Switch "rocky breakwater" to "stone jetty" in the records below, starting at the line containing "Task: Where can the rocky" and ending at the line containing "x=80, y=315", with all else unchanged. Reproduce only those lines, and omit the pictures.

**Record set**:
--------

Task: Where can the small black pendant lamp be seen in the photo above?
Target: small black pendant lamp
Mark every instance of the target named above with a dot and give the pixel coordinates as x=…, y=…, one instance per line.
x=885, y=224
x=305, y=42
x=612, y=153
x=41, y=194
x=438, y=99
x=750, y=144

--------

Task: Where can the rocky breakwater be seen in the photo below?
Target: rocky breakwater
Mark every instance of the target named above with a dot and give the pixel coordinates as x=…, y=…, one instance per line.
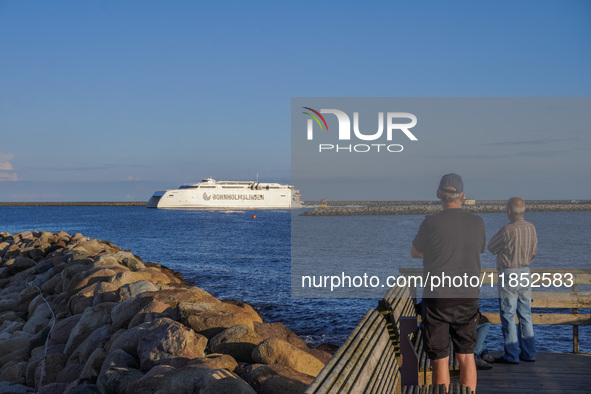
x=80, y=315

--------

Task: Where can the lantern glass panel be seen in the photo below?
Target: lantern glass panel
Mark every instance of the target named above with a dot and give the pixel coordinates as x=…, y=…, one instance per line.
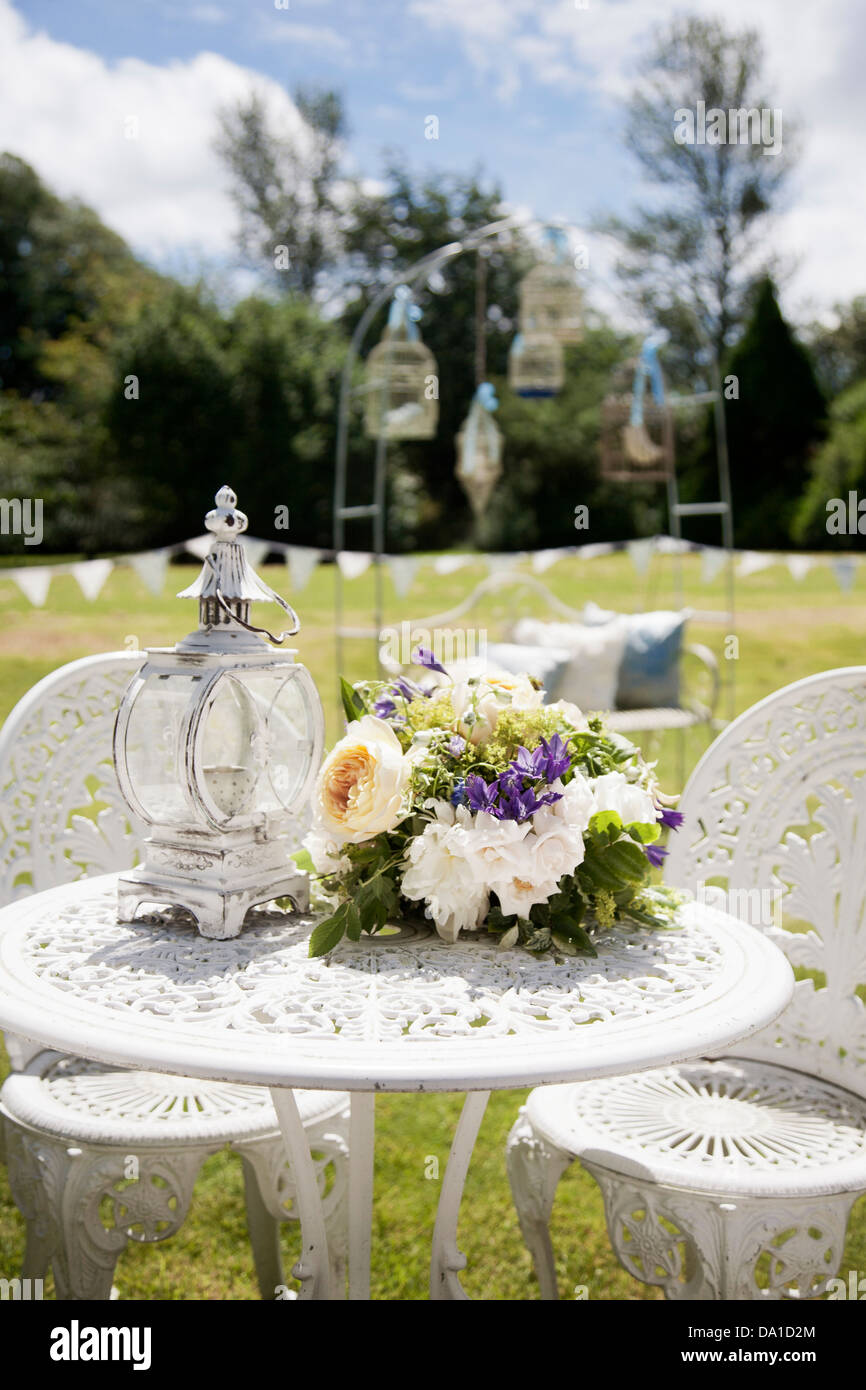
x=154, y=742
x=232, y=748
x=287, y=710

--------

**Response to this exercise**:
Task: Where can the stone jetty be seen in the photo below?
Target: stone jetty
Mark every instance of the target named above with a dot and give the pixel coordinates as x=…, y=…, one instance per line.
x=80, y=315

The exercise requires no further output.